Transcribe word for word the lines below from the line with "TARGET: plastic water bottle" through the line with "TARGET: floor", ends included.
*** MATERIAL SHOWN ***
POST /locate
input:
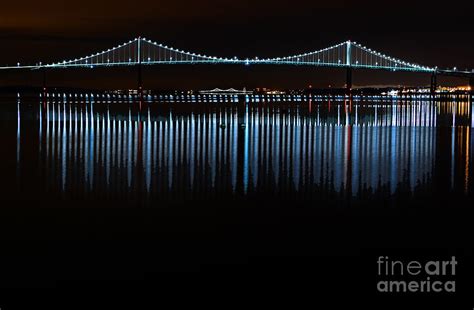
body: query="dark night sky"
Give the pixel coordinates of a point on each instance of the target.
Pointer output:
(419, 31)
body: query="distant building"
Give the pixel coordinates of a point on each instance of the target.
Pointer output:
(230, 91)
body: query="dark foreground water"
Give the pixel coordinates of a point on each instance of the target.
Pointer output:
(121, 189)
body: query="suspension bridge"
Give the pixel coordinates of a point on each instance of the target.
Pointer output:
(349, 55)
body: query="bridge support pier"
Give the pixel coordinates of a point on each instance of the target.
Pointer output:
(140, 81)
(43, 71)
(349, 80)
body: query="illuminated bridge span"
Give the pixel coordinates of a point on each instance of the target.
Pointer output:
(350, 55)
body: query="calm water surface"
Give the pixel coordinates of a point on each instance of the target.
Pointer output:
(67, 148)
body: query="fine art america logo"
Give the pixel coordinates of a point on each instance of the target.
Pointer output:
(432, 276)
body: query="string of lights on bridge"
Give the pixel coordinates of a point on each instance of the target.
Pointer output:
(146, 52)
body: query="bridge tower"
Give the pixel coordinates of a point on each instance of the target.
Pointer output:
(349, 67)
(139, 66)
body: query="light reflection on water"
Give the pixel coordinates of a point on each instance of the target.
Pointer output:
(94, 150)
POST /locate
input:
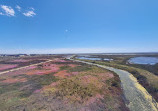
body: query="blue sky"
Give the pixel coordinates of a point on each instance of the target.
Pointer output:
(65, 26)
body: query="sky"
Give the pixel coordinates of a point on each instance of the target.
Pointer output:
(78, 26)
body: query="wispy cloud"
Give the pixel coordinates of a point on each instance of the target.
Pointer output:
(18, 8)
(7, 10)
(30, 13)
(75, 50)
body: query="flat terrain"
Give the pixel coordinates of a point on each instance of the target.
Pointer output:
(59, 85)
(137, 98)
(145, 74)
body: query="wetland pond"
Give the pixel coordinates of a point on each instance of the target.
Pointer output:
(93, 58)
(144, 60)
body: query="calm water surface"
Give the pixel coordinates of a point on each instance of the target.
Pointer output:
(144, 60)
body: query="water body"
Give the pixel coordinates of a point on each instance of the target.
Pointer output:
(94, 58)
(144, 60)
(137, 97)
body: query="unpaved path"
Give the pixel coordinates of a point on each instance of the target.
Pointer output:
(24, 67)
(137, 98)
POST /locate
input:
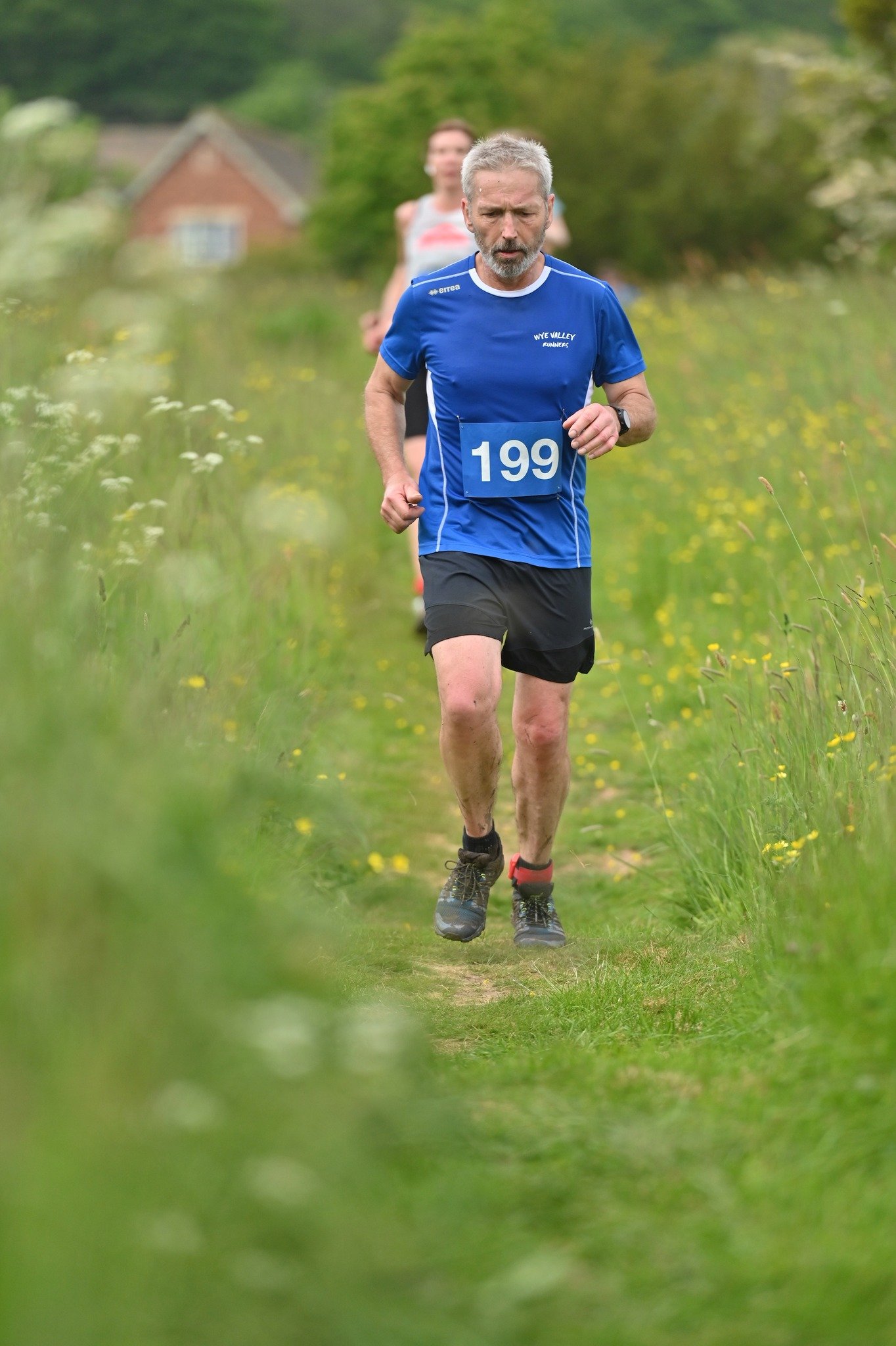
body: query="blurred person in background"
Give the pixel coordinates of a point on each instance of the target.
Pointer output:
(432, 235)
*** End of MATERIAL SHOWN ***
*** MATERIAL SHOWN ***
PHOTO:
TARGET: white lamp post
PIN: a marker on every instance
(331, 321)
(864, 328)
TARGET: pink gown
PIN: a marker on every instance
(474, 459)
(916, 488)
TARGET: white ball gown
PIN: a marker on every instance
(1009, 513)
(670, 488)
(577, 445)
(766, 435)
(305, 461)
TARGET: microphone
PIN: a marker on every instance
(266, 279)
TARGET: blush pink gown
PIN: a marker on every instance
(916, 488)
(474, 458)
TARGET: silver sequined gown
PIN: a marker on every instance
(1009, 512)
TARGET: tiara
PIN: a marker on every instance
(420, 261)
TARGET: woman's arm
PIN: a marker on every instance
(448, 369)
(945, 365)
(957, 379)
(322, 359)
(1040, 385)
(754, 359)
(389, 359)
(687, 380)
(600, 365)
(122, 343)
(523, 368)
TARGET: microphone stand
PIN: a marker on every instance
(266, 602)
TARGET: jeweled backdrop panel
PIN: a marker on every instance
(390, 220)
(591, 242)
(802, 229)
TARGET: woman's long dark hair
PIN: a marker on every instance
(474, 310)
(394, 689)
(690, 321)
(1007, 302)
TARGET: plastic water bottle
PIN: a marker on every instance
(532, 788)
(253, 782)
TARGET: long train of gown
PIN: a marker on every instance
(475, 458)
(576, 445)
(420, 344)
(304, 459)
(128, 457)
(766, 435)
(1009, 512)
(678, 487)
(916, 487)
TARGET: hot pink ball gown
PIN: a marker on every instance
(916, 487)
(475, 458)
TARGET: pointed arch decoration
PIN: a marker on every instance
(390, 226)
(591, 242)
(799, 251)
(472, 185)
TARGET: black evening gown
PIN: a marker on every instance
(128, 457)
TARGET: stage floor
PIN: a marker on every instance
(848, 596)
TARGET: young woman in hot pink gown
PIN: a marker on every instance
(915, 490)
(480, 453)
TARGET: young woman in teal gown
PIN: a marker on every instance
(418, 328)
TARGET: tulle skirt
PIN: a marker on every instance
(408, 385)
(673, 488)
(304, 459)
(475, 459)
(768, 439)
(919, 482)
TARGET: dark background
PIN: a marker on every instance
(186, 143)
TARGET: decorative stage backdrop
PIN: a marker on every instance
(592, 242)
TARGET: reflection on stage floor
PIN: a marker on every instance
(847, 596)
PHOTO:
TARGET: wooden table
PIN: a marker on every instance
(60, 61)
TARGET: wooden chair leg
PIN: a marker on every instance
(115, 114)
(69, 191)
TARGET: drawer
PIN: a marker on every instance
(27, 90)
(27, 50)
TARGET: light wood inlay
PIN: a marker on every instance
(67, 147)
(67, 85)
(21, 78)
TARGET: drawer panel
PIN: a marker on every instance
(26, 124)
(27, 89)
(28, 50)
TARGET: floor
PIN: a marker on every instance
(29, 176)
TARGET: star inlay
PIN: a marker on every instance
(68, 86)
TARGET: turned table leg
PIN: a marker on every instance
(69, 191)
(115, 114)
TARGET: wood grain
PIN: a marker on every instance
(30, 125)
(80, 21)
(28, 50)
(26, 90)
*** End of MATERIAL SHOWN ***
RESPONSE TO THIS EXERCISE ::
TARGET: plastic water bottle
PIN: a marker on every instance
(532, 788)
(253, 782)
TARGET: long train of gown
PIN: a marker on every instance
(475, 458)
(576, 445)
(420, 344)
(304, 459)
(128, 457)
(766, 435)
(1009, 512)
(678, 487)
(916, 487)
TARGET: hot pink ball gown
PIN: a marker on every instance
(916, 487)
(475, 458)
TARGET: pointed arch decoration
PIN: a marker on every instance
(390, 226)
(591, 242)
(799, 251)
(472, 185)
TARGET: black evening gown
PIN: a marker on every instance
(128, 457)
TARGET: stage floor
PIN: a marker on every instance
(848, 596)
TARGET: young woman in hot pink gown
PIN: a marker on every instance
(915, 490)
(480, 453)
TARGET: young woman in teal gown
PIN: a marker on every instance
(418, 328)
TARGET: tulle skirt
PIN: a marker on every instance
(408, 385)
(673, 488)
(304, 459)
(475, 459)
(768, 439)
(919, 482)
TARGET: dark background
PIN: a marker on every instance
(186, 143)
TARGET: decorative stage backdrop
PIN: a marker on every instance
(592, 242)
TARGET: reflection on stage floor
PIN: a marker on every instance
(847, 596)
PHOTO:
TARGET: wooden table
PIN: a marker on every instance
(60, 61)
TARGET: wooden chair leg
PIN: a marker on every instance
(115, 114)
(69, 191)
TARGET: drawer
PIN: a marker on every instance
(27, 90)
(27, 50)
TARGET: light wood inlay
PIN: a marker on every instance
(67, 147)
(67, 85)
(21, 78)
TARGET: drawer panel
PIN: a marker on every instance
(26, 124)
(27, 89)
(28, 50)
TARGET: floor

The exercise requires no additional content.